Travail à effectuer - Reproduisez fidèlement le passage du texte sur les banques alimentaires en Angleterre qui débute par « En cause ? Une » et s'achève sur « des banques alimentaires. ».

Extrait du texte -
>>>
En Angleterre, les prix flambent et nombre de Britanniques ont de plus en plus recours aux banques alimentaires, qui se retrouvent débordées.

Une bénéficiaire de la banque alimentaire Trussell Trust sort avec un chariot de produits de première nécessité, le 20 janvier 2022 à Colchester, dans l'est de l'Angleterre

Une bénéficiaire de la banque alimentaire Trussell Trust sort avec un chariot de produits de première nécessité, le 20 janvier 2022 à Colchester, dans l'est de l'Angleterre

AFP

«J’ai beaucoup de mal à joindre les deux bouts»: les prix flambent et nombre de Britanniques comme Heidi peinent à se chauffer et manger, au point que les banques alimentaires se retrouvent débordées. Dans la queue pour chercher son colis à Colchester, dans l’est de l’Angleterre, cette femme de 45 ans confesse: «D’habitude, je mets quelque chose de côté pour les banques alimentaires, mais maintenant c’est à mon tour d’y avoir recours».

En cause ? Une hausse des prix sur «tout» et des «factures très élevées»: «Mon électricité a augmenté. J’y dépense probablement 80 livres (95 euros) par mois désormais, contre 40 ou 50 l’année dernière.» L’inflation a atteint 5,4% en décembre, son plus haut niveau depuis trente ans, conduisant de nombreux Britanniques à pousser pour la première fois la porte des banques alimentaires.
<<<
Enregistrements
>>>
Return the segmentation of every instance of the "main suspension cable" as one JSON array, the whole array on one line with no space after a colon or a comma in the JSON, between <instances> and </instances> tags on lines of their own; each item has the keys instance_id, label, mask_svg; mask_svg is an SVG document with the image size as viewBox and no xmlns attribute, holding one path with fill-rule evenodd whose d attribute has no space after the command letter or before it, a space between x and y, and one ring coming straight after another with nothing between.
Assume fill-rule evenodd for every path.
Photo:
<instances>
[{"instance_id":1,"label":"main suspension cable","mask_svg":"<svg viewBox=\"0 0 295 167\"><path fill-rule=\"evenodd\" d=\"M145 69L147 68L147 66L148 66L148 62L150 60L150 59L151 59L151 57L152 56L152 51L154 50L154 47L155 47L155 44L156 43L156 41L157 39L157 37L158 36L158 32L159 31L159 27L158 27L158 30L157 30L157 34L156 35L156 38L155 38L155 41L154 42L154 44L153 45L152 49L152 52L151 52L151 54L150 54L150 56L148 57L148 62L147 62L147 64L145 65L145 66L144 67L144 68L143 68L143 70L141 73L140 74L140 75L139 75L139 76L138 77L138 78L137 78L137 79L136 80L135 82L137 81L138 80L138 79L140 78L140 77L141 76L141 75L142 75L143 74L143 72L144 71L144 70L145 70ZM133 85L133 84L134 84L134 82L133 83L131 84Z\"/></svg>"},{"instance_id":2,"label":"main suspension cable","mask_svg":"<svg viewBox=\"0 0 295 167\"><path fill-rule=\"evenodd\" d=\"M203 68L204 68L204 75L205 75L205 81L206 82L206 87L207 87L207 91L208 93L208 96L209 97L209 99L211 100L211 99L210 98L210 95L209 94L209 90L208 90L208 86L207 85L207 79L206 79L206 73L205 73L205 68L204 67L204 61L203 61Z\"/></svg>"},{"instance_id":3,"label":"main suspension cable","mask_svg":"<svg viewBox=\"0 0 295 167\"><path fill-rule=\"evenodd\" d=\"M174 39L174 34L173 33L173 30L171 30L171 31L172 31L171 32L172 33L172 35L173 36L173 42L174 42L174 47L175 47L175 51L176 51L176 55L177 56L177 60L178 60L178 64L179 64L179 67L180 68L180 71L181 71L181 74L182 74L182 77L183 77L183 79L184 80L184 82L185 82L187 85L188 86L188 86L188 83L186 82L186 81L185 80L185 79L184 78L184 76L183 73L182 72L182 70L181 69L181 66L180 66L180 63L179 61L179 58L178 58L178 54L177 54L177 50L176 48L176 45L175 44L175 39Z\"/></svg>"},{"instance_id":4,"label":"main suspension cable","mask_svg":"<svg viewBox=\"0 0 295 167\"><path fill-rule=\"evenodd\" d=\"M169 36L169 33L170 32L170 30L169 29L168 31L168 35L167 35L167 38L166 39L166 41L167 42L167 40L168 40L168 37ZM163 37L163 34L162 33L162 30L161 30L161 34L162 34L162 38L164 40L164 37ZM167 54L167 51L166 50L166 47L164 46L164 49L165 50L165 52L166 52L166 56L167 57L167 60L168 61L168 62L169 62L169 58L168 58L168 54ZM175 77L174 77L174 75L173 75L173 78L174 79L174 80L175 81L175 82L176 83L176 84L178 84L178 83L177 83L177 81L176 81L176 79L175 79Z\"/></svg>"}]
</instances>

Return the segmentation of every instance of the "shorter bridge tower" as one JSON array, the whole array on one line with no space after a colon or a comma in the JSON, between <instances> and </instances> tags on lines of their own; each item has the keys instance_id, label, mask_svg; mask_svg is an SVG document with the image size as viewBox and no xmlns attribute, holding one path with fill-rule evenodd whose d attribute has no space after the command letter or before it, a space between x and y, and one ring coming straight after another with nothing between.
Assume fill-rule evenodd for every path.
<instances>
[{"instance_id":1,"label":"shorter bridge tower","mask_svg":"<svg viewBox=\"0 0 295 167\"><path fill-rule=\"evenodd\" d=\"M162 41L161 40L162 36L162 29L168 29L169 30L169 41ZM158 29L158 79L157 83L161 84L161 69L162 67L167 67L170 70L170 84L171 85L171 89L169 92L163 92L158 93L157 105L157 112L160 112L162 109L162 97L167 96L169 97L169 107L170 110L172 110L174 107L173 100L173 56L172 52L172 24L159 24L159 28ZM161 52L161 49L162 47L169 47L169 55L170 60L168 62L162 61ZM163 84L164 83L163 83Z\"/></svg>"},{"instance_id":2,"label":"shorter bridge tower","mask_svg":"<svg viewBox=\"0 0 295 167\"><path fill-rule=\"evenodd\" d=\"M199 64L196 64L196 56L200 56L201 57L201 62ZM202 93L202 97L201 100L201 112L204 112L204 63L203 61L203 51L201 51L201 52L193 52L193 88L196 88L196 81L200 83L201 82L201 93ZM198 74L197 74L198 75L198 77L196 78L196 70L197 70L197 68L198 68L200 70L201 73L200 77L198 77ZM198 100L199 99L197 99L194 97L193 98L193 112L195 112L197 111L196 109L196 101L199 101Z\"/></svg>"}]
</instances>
<<<
Réponse -
En cause ? Une hausse des prix sur «tout» et des «factures très élevées»: «Mon électricité a augmenté. J’y dépense probablement 80 livres (95 euros) par mois désormais, contre 40 ou 50 l’année dernière.» L’inflation a atteint 5,4% en décembre, son plus haut niveau depuis trente ans, conduisant de nombreux Britanniques à pousser pour la première fois la porte des banques alimentaires.